> [ЗАДАНИЯ К УПРАЖНЕНИЮ]
A – Какие слова были выложены на триумфальной арке, о которой рассказывает фрагмент текста?
B – Замените "подмигивал" на "кивал" в части фрагмента текста, начиная со слов "Олег многозначительно подмигивал" и далее до слов "военных русских пошляков?", и приведите эту часть целиком.

> [ФРАГМЕНТ ТЕКСТА]
※ ※ ※
Мы, конечно же, разыскали “Аллею роз” — улицу с мрачными польскими особняками, обрамленными решетками из чугуна, а потом пошли дальше к мутной Висле, к монументам из серого камня в честь героев польского сопротивления, к триумфальной арке на фронтоне которой черными буквами (то ли по-польски, то ли на латыни — забыл!) были выложены соблазнительные и коварные слова: “За вашу и нашу свободу!”

Олег многозначительно подмигивал мне, радостно и лукаво улыбался и в его большеротой застенчивой улыбке мне чудилось не высказанное: “Ну неужели я не прав? Как же ты не понял моего “Курбского”? Он ведь и боролся “за нашу и вашу свободу”! А тут еще и Леня Темин вспоминал не к месту из блоковского “Возмездия”:

 

Не так же ль и тебя, Варшава,
столица гордых поляков
дремать принудила орава
военных русских пошляков?
※ ※ ※
Данные разметки точек по фотографиям:
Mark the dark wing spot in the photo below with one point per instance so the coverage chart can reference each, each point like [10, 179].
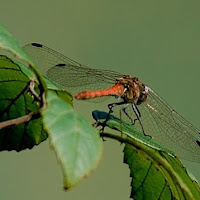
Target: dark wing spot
[198, 142]
[61, 65]
[37, 45]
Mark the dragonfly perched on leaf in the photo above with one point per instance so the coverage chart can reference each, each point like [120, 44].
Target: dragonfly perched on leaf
[136, 102]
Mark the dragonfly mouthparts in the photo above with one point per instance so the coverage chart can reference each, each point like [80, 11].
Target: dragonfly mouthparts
[61, 65]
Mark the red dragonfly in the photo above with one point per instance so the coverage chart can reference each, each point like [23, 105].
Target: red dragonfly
[137, 103]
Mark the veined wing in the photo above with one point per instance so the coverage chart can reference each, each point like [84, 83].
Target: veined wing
[170, 129]
[68, 73]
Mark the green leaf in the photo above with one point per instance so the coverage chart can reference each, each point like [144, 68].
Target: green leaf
[9, 43]
[156, 173]
[15, 102]
[77, 144]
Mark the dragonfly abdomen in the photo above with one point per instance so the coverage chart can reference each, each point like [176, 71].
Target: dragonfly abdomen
[116, 90]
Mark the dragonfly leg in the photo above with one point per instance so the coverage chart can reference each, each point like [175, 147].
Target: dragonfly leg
[110, 107]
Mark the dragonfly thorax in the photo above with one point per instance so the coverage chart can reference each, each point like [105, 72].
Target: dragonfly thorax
[134, 90]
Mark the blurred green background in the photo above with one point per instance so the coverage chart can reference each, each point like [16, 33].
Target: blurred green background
[157, 41]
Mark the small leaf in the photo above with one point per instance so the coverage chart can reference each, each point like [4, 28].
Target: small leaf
[156, 173]
[9, 43]
[77, 144]
[15, 102]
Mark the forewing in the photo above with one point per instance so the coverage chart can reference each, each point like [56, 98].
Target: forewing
[169, 128]
[68, 73]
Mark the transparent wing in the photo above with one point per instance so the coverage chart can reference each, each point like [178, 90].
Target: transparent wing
[167, 127]
[68, 73]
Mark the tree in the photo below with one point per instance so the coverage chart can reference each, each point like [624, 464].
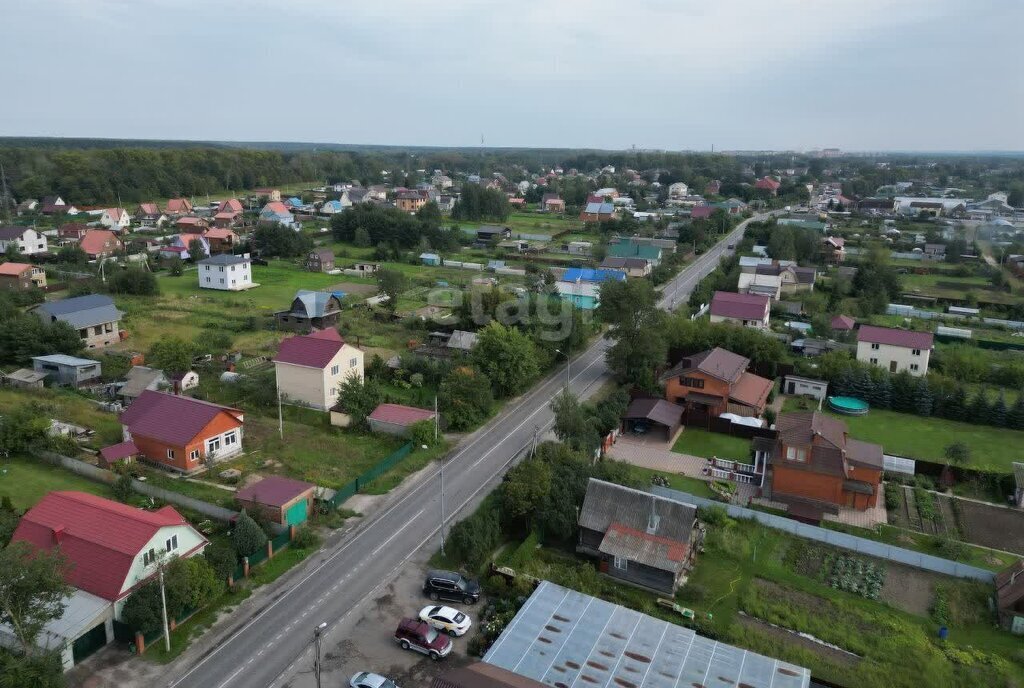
※ ※ ※
> [ОТВЕТЫ К ЗАДАНИЯМ]
A – «За вашу и нашу свободу!»

B –
Олег многозначительно кивал мне, радостно и лукаво улыбался и в его большеротой застенчивой улыбке мне чудилось не высказанное: “Ну неужели я не прав? Как же ты не понял моего “Курбского”? Он ведь и боролся “за нашу и вашу свободу”! А тут еще и Леня Темин вспоминал не к месту из блоковского “Возмездия”:

 

Не так же ль и тебя, Варшава,
столица гордых поляков
дремать принудила орава
военных русских пошляков?